[Records from a data source]
BEGIN

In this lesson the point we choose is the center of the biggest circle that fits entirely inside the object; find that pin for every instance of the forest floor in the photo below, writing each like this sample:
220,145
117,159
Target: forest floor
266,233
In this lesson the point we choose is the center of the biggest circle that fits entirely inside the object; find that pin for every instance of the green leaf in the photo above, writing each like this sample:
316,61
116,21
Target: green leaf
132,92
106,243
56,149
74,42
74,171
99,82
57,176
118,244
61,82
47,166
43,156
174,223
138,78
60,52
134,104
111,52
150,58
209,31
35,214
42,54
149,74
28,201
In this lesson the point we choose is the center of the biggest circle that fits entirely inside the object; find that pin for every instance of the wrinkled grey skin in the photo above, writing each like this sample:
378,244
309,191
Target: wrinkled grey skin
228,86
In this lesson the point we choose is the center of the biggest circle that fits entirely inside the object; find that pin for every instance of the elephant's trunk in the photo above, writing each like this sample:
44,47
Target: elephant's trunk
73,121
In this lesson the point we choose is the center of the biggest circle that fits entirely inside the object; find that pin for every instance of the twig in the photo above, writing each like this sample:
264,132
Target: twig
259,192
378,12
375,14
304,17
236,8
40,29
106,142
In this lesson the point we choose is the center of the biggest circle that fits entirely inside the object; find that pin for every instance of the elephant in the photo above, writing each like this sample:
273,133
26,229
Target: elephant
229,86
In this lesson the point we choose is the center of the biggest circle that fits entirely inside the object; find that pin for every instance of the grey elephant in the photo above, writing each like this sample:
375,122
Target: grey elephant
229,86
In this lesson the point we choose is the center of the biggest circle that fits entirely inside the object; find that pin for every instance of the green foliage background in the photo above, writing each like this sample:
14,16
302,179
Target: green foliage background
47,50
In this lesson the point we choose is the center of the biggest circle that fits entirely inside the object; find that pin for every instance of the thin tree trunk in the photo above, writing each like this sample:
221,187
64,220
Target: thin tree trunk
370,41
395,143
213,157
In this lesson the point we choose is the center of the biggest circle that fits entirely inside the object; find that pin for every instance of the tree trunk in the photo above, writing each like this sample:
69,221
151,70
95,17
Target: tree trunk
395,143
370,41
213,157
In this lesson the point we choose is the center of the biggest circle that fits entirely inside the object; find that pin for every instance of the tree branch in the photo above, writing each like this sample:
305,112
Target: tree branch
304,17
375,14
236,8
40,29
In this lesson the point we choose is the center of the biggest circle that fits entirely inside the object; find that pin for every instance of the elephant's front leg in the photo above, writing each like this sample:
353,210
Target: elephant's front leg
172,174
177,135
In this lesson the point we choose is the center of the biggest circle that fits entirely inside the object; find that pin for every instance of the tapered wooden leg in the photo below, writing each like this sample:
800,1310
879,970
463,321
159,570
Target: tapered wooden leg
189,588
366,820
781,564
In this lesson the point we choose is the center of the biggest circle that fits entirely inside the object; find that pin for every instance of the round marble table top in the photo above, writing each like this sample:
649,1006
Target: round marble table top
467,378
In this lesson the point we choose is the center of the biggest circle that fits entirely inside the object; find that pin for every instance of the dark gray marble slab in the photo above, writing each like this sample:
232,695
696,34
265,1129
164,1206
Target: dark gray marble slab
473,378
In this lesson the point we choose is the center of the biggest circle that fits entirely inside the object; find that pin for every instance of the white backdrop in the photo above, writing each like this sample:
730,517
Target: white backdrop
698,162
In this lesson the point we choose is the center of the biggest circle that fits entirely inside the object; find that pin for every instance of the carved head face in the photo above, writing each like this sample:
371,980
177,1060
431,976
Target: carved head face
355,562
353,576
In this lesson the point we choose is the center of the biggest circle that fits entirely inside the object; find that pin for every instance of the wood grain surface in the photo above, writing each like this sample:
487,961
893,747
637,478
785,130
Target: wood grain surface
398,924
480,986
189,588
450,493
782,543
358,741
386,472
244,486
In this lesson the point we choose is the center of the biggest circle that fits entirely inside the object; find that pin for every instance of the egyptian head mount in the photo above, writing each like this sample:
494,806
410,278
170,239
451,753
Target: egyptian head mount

END

The task ▸
Your task is to write out every record exactly.

Expected answer ▸
In this lesson the point we choose is the center of the biggest circle that fits entirely inside the object; find that pin for every instance of the forest floor in the photo below, writing each like this sample:
220,145
117,159
Target: forest floor
266,233
In this lesson the point we choose is the center of the biggest circle that fits entirely inside the object; find that pin for every instance of the green leaf in the photo above, writing each like this sample:
316,61
116,21
Target: green leaf
132,92
106,243
56,149
74,42
74,171
99,82
57,176
118,244
61,82
47,166
43,156
174,223
138,78
60,52
134,104
111,52
150,58
209,31
35,214
42,54
149,74
28,201
In this lesson the point we choose is the center of the biggest circle that fits entirely inside the object; find that pin for every instance of the wrinkled grey skin in the photo above, writing each like this sample:
378,244
309,191
Target: wrinkled grey skin
228,86
In this lesson the point we choose is the center of the biggest circle that fits entirely inside the object; find that pin for every instance of the elephant's trunk in the photo above, writing each like this sample:
44,47
Target: elephant's trunk
73,121
In this lesson the point we choose is the center of the biggest circle that fits entirely inside the object; find that pin for every instance of the twig in the photo above, writing each like this sample:
264,132
Target: twig
259,192
378,12
375,14
304,17
236,8
40,29
106,142
In this lesson the point we choose is the center of the biggest circle that fits entirely inside the object; find that pin for every instance of the elephant in the photo above, writing each like this sample:
273,133
26,229
Target: elephant
229,86
In this lesson the point we choose is the center of the biggest circle that fits entirely inside the object; find that pin for every instance of the grey elephant in the photo above, writing each like this sample:
375,122
Target: grey elephant
229,86
In this lesson the point we choose is the center of the biggest circle that fits entirely inside the object; find that pin for every instance of the green foliage background in the photo above, writing each like this sample:
14,16
302,179
Target: green foliage background
47,50
In this lesson the point we choose is the center of the biggest circle that fits entirely inside the object; find that pin for every instance of the thin tree trunk in the photo above, writing each like this sample:
221,187
64,220
Target: thin tree trunk
370,41
395,143
213,157
In this lesson the point we choose is the center of the biggest circle that fits entirely inside the object; find that pin for every instance of the tree trunk in the photo above, writing each like this sample:
69,221
151,70
95,17
Target: tree trunk
395,143
370,41
213,157
In this lesson the point we choose is the center of the biggest circle that fits entirely inside the object; find that pin for every instance of the tree branch in the photo above, writing each like this sample:
305,112
Target: tree branch
304,17
375,14
236,8
40,29
In this lesson the point we choose is the center of the biggest circle that fits entirely inside the object; find that pin for every instance of the elephant's front leg in the photo above, writing each like this sample:
353,210
Target: elephant's front leg
172,174
177,135
In this lesson the point we choose is the center of the biggest circle that fits entirely inside the object; find that pin for every instance of the tapered wooden leg in the photo below, writing each like this sample:
800,1310
879,970
463,321
159,570
Target: tapered wooden leg
189,588
366,820
781,564
In this lesson the point we choose is the center of the biggest circle that fits entirely inside the object; find that pin for every instance of the round marble table top in the photo above, writing each like this sample:
649,1006
Target: round marble table top
467,378
In this lesson the point we choose is the center of the biggest circle that fits entirely inside the object; find that pin for every instance of the dark gray marble slab in the photo above, writing each like this sample:
232,695
696,34
265,1129
164,1206
Target: dark gray marble slab
473,378
In this lesson the point we choose is the center of the biggest circle that fits entirely inside the object; find that pin for every instance of the white backdrop in the photo above, writing each like this sample:
730,517
Target: white backdrop
698,162
In this lesson the point we choose is the center of the biggest circle that fits entirely inside the object; find that pin for every instance of the carved head face in the photo above, writing each like this sample:
371,980
177,1060
431,976
Target: carved head face
355,562
353,576
In this lesson the point we choose is the center of the biggest circle that fits entirely inside the object; find that pin for every instance of the wood grain surface in the photo above, writing each like this sample:
487,961
893,747
637,478
785,130
Target: wood grain surface
398,924
480,986
189,588
450,493
782,543
358,741
386,472
244,486
In this lesson the point we choose is the center of the biggest circle that fits entirely inside the object; find that pin for every instance of the egyptian head mount in the photo above, writing each like this sample:
494,806
410,278
170,239
451,753
Target: egyptian head mount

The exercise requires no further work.